### EJERCICIO
Reproduzca textualmente el pasaje de la columna sobre la caída de Felisa Miceli, comenzando en las palabras que contienen "Pocos reproches brotaron" y deteniéndose después de "que tiene pocas.".

### FUENTE

┄┄┄┄┄┄

EL PAíS • SUBNOTA › OPINION
› Por Mario Wainfeld
Quizás influyan las secuelas más bajoneantes de anteayer, quizá la parla política sea impropia para explicar hechos asombrosos. Como fuera, lo primero que viene a la mente para describir la caída de Felisa Miceli es cotejarla con el gol en contra de Rubén Ayala en la Copa América. Tras varios días de desgaste, un generoso tiempo de descuento que le concedió el Presidente, la ministra de Economía debió dar un paso al costado. La explicación acerca del origen del dinero encontrado en su despacho se demoró y nunca llegó con claridad.
Pocos reproches brotaron ayer en Balcarce 50 pero hubo uno sintomático, susurrado en su primer piso. “Alberto Fernández defendió a Romina Picolotti a capa y espada porque ella le dio elementos y argumentos. Felisa jamás pudo explicarnos a nosotros qué fue lo que pasó”, comparó una mano derecha de Kirchner, que tiene pocas.

┄┄┄┄┄┄

### MATERIAL PRESENTADO
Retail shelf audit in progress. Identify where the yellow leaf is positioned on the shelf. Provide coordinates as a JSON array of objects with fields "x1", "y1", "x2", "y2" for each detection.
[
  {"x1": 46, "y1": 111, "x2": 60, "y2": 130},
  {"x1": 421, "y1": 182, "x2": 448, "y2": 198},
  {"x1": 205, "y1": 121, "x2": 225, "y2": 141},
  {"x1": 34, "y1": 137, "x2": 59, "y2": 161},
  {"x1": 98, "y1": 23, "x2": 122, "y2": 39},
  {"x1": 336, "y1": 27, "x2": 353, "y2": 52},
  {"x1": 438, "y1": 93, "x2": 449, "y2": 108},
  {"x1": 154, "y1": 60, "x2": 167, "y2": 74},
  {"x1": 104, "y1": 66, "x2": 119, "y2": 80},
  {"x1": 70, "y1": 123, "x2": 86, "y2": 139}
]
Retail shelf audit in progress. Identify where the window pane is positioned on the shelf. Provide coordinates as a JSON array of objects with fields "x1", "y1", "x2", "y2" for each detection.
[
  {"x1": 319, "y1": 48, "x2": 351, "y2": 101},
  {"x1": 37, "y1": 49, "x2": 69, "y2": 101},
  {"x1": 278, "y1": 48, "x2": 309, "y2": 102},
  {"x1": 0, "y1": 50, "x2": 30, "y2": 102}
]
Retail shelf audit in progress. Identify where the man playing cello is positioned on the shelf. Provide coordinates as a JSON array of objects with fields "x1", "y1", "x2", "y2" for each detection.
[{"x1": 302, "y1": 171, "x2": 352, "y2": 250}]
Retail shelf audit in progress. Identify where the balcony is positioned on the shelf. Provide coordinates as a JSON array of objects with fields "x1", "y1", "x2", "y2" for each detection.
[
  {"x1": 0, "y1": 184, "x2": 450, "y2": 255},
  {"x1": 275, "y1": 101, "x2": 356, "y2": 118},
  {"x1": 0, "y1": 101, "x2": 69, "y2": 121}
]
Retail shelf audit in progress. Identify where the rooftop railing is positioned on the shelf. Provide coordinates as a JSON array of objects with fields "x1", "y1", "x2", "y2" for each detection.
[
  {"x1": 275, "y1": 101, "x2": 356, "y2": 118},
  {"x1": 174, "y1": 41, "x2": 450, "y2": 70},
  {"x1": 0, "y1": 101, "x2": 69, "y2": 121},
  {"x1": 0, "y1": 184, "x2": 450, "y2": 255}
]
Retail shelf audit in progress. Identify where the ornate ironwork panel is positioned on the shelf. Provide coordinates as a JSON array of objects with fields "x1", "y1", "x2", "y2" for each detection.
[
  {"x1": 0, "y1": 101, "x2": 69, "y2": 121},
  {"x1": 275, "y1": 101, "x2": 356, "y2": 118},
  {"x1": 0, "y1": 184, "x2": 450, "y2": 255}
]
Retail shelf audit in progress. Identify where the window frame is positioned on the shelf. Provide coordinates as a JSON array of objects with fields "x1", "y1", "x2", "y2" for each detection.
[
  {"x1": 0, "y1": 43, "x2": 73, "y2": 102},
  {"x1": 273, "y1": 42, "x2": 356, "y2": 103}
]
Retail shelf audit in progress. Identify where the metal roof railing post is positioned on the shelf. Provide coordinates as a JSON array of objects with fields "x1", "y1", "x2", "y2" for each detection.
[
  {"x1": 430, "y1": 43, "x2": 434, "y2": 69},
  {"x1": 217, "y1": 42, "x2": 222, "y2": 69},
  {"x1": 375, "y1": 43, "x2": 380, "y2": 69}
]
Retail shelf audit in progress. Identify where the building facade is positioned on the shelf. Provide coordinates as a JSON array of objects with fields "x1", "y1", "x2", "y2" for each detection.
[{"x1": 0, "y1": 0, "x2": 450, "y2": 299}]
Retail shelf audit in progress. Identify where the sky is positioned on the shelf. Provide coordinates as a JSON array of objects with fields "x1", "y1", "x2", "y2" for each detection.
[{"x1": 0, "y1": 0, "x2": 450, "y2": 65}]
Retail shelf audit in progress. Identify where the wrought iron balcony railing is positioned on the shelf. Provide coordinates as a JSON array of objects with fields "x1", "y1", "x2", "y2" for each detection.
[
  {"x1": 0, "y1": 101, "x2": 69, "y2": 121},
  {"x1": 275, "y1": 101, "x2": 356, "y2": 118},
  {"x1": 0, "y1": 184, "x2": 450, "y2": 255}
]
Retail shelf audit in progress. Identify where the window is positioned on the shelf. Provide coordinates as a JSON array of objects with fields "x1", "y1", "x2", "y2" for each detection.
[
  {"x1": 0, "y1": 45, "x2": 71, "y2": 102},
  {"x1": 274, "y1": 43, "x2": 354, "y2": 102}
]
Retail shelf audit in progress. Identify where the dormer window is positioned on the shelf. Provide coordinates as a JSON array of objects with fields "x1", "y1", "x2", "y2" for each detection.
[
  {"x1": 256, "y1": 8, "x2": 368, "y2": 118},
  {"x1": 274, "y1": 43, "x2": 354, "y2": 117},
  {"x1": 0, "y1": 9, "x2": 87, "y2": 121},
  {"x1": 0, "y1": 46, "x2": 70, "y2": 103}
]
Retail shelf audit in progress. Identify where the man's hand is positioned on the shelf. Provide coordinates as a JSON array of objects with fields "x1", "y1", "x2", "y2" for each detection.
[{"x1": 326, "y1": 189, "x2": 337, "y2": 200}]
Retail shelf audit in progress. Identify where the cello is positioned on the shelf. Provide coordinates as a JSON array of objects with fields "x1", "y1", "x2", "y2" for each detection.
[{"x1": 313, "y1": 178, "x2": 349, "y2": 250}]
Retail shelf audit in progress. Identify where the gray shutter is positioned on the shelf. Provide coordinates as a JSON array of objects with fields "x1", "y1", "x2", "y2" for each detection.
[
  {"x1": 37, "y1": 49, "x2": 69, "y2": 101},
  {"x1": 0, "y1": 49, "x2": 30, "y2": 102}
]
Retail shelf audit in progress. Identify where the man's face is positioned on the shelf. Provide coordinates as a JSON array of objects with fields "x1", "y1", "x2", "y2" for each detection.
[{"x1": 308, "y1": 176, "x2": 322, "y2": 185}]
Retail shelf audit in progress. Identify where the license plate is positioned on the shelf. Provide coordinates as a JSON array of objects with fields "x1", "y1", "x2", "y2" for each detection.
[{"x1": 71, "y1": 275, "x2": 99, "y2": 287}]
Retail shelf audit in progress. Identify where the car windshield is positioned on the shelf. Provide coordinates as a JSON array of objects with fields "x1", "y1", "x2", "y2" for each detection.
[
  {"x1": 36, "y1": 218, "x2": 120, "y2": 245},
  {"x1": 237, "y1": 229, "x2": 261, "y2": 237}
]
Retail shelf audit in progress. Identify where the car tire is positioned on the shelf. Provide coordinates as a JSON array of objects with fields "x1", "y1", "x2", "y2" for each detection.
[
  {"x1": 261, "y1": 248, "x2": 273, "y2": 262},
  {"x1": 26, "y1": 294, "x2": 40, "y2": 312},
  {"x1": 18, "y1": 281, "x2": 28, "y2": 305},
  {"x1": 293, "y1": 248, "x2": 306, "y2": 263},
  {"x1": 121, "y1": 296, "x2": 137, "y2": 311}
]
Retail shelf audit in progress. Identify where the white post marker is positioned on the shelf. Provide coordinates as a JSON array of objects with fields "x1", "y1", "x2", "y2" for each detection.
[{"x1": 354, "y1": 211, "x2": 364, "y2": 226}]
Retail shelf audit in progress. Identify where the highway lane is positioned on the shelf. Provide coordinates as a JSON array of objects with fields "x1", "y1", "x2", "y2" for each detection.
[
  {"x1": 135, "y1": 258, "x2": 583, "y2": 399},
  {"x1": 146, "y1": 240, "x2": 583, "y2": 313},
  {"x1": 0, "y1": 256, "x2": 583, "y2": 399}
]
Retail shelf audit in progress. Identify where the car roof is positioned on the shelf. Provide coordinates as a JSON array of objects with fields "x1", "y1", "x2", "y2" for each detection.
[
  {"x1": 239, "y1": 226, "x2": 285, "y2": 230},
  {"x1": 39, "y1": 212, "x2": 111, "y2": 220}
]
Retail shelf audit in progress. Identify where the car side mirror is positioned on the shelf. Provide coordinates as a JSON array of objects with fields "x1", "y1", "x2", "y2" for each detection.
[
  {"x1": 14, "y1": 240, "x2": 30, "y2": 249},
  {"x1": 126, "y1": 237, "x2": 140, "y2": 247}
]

┄┄┄┄┄┄

### RESPUESTA COMPLETA
Pocos reproches brotaron ayer en Balcarce 50 pero hubo uno sintomático, susurrado en su primer piso. “Alberto Fernández defendió a Romina Picolotti a capa y espada porque ella le dio elementos y argumentos. Felisa jamás pudo explicarnos a nosotros qué fue lo que pasó”, comparó una mano derecha de Kirchner, que tiene pocas.